▸ Task to complete
Copy nothing from the entries below except the lines from the one containing "Where can the batter's" through the one containing "Where can the white chalk", and copy those exactly.

▸ Given records
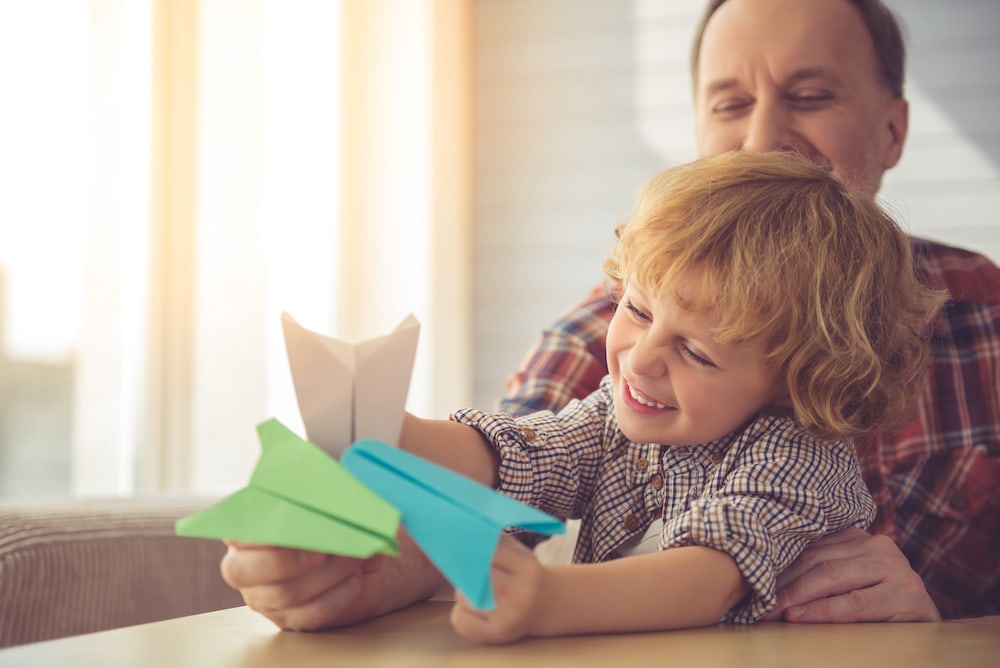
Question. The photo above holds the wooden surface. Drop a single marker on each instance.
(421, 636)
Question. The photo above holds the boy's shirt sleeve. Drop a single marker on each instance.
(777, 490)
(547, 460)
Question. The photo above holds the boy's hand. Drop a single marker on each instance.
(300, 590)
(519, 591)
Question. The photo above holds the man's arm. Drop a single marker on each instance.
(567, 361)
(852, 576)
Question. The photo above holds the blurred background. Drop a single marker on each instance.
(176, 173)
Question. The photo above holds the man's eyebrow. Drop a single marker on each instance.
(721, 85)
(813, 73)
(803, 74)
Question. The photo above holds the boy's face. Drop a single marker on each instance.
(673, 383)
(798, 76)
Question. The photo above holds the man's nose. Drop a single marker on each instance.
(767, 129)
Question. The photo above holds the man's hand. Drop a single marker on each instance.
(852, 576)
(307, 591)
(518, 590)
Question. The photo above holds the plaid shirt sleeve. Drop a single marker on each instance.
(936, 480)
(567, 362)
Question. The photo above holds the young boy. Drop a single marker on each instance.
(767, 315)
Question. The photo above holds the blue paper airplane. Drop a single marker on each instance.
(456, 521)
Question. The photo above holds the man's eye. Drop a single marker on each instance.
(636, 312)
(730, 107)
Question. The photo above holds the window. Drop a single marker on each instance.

---

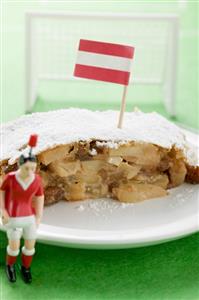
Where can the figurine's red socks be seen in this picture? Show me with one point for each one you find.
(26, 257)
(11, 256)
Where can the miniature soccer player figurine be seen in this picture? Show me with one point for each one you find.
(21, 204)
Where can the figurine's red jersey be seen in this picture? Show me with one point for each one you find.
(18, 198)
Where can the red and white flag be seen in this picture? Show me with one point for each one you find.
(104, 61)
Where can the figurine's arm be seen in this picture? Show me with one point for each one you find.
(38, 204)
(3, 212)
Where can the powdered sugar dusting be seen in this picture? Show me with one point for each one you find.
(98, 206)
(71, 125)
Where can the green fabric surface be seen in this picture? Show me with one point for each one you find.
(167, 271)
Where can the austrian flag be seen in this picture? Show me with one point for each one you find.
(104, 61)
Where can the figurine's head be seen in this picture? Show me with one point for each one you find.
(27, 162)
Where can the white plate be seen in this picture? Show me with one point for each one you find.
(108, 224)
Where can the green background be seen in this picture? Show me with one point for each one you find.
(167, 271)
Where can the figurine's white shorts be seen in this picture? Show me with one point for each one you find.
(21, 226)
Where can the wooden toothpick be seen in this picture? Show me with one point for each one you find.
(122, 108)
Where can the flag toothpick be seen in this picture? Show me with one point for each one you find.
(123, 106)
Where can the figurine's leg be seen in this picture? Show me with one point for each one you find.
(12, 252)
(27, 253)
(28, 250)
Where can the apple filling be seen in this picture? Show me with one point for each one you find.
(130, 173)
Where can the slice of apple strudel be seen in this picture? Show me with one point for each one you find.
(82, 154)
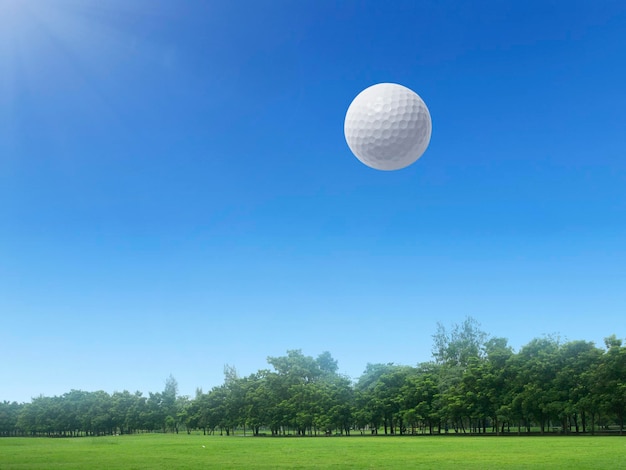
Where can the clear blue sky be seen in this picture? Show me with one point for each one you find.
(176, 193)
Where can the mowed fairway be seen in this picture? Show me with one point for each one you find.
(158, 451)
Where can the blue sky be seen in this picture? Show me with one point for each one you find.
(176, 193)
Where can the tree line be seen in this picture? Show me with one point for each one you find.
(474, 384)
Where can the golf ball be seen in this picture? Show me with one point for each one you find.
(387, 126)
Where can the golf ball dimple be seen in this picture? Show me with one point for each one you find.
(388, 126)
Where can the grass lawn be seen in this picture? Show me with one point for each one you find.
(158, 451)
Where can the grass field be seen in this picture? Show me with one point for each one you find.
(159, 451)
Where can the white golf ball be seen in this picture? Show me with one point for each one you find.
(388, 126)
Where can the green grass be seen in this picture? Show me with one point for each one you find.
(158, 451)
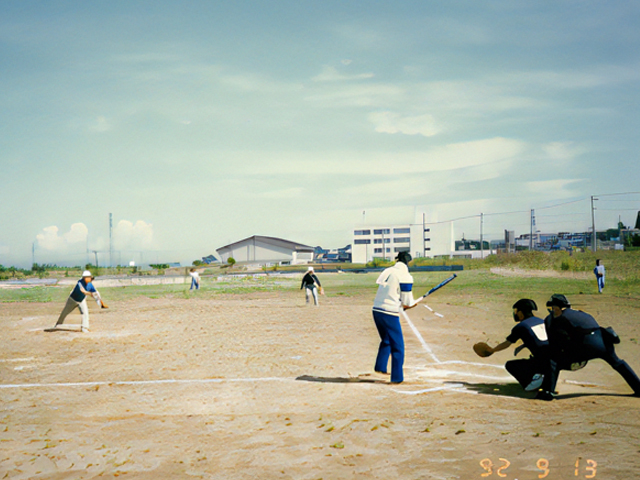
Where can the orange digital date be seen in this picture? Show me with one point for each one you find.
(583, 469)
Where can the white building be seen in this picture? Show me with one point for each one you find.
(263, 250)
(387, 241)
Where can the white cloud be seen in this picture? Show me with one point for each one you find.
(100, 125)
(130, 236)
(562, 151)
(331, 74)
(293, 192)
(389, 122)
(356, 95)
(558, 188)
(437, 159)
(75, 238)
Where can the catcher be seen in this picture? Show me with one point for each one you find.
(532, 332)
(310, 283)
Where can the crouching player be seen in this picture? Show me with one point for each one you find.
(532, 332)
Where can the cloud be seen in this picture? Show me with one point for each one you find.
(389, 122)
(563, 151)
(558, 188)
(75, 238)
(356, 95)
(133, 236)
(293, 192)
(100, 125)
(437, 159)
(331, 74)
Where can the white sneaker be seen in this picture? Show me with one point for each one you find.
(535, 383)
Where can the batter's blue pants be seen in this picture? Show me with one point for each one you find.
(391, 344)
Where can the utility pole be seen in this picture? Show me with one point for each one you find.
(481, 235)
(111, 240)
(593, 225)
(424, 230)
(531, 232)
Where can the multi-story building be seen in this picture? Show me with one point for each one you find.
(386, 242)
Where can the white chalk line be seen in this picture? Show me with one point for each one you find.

==

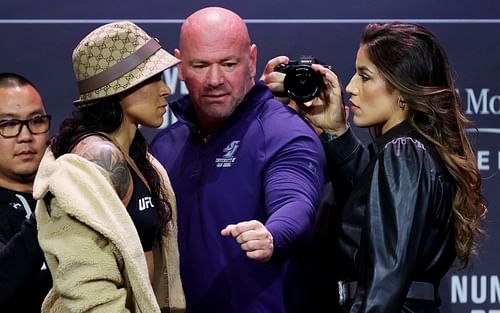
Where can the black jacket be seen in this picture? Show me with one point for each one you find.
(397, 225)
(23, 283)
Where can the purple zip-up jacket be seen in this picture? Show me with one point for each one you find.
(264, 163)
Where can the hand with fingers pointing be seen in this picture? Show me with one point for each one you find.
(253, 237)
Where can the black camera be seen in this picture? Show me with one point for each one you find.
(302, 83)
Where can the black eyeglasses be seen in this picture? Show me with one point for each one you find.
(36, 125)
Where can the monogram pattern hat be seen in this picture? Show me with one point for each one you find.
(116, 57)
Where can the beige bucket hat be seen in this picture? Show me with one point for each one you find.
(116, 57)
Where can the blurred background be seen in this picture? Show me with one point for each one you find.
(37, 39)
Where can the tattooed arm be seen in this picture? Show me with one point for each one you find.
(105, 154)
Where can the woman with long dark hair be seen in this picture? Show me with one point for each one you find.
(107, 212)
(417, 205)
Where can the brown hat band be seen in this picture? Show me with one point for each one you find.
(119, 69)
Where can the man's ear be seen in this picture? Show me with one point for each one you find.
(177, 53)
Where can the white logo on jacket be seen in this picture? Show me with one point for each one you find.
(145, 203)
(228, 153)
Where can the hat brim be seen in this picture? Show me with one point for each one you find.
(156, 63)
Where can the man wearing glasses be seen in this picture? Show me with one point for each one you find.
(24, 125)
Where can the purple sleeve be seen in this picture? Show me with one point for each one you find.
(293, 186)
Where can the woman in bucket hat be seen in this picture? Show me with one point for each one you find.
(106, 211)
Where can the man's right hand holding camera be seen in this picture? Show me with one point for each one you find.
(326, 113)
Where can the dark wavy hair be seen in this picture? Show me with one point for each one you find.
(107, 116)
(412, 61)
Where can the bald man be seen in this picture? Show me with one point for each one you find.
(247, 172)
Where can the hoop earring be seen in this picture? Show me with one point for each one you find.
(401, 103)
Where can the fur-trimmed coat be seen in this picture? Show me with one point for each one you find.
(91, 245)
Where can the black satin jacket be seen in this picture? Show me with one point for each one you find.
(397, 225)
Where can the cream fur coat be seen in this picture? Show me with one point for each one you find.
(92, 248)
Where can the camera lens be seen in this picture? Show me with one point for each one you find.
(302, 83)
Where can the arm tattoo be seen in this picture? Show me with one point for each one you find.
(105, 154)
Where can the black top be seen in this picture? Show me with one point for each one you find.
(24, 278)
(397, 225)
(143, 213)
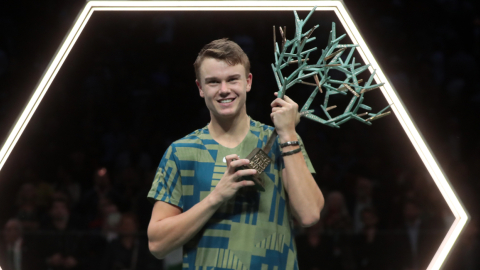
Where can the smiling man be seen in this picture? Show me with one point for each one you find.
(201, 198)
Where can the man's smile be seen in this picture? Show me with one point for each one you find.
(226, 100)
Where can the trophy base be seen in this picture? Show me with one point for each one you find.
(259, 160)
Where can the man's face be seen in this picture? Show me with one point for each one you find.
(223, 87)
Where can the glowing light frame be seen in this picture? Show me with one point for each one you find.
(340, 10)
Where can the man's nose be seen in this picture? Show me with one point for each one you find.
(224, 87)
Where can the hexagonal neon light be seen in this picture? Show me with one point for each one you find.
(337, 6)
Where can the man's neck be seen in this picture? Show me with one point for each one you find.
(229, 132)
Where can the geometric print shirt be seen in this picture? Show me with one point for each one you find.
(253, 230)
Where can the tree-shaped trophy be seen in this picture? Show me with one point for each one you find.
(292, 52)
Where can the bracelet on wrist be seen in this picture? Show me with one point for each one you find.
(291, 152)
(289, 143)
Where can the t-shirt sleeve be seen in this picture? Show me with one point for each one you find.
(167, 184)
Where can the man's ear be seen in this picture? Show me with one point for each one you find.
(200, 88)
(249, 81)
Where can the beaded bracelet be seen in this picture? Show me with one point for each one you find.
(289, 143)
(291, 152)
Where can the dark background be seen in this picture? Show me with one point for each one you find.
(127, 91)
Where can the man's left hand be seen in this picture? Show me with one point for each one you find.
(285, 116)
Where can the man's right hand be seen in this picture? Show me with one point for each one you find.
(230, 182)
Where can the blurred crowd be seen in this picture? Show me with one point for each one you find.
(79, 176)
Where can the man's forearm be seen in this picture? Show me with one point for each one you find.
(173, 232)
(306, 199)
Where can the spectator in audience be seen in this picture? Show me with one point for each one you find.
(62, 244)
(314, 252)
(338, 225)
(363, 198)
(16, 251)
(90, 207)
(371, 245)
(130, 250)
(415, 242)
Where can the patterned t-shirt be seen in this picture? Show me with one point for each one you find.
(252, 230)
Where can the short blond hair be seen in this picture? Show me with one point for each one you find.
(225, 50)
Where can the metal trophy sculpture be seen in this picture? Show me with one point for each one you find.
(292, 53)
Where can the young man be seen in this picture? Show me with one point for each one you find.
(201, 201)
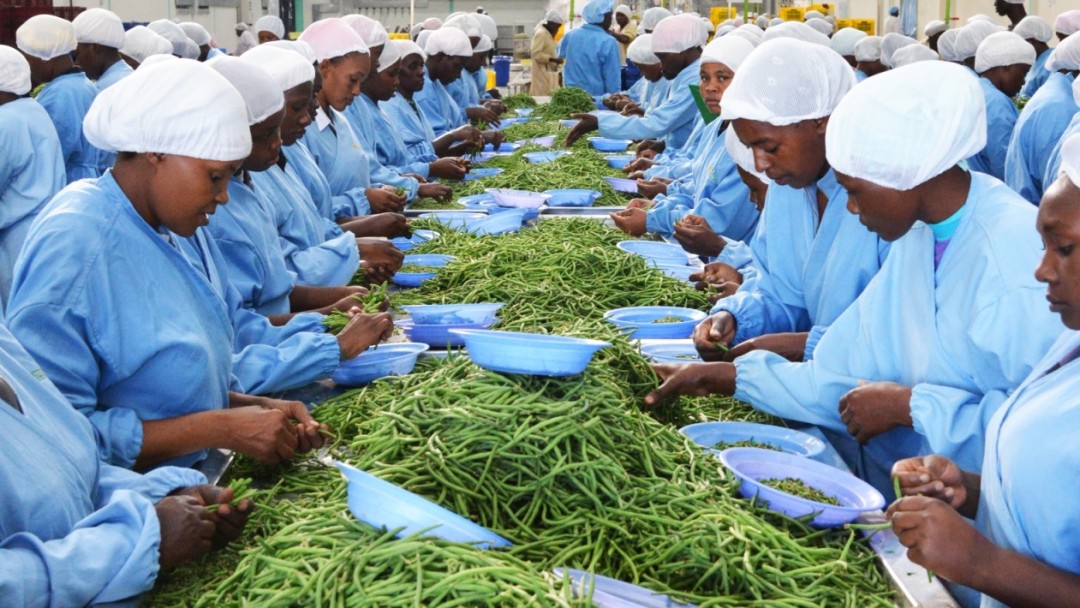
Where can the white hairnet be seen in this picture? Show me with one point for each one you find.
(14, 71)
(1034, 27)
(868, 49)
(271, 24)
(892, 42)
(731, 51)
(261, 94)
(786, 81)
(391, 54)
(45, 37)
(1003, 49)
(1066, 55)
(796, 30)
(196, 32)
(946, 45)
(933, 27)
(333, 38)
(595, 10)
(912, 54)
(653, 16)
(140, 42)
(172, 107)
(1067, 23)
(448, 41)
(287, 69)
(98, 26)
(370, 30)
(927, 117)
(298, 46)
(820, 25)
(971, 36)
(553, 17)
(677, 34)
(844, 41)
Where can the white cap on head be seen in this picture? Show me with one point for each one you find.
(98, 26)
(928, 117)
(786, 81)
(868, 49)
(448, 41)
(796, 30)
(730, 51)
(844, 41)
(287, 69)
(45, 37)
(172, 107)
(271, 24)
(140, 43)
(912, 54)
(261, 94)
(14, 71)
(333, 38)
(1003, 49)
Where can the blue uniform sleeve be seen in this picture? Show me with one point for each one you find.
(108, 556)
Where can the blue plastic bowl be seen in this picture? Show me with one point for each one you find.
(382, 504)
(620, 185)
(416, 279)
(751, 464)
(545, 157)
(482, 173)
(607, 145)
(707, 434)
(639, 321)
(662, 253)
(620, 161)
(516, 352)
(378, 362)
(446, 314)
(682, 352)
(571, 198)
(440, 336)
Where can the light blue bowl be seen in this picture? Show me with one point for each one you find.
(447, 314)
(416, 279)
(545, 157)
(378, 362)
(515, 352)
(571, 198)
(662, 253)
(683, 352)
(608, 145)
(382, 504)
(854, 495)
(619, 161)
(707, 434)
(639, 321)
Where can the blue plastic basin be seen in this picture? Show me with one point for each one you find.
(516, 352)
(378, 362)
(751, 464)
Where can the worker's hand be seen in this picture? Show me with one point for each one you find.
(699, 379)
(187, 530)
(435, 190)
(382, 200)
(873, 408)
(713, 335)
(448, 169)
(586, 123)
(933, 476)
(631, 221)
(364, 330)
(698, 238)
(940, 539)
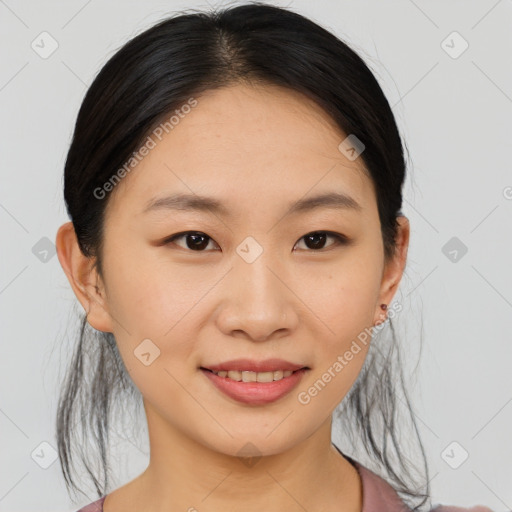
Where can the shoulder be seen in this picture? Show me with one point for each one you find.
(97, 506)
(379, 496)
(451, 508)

▸ Reply to the task
Where can the batter's blue pants be seen in this picture? Show me with one point for each one you find.
(391, 344)
Where can the utility pole be seen in this picture? Show me with one point for each one you find.
(481, 235)
(111, 240)
(593, 225)
(424, 230)
(531, 232)
Where can the multi-story building be seen in this picture? Show me with one point for each one you find.
(386, 242)
Where can the white chalk line be seen in this picture? Show me with one point for each one you find.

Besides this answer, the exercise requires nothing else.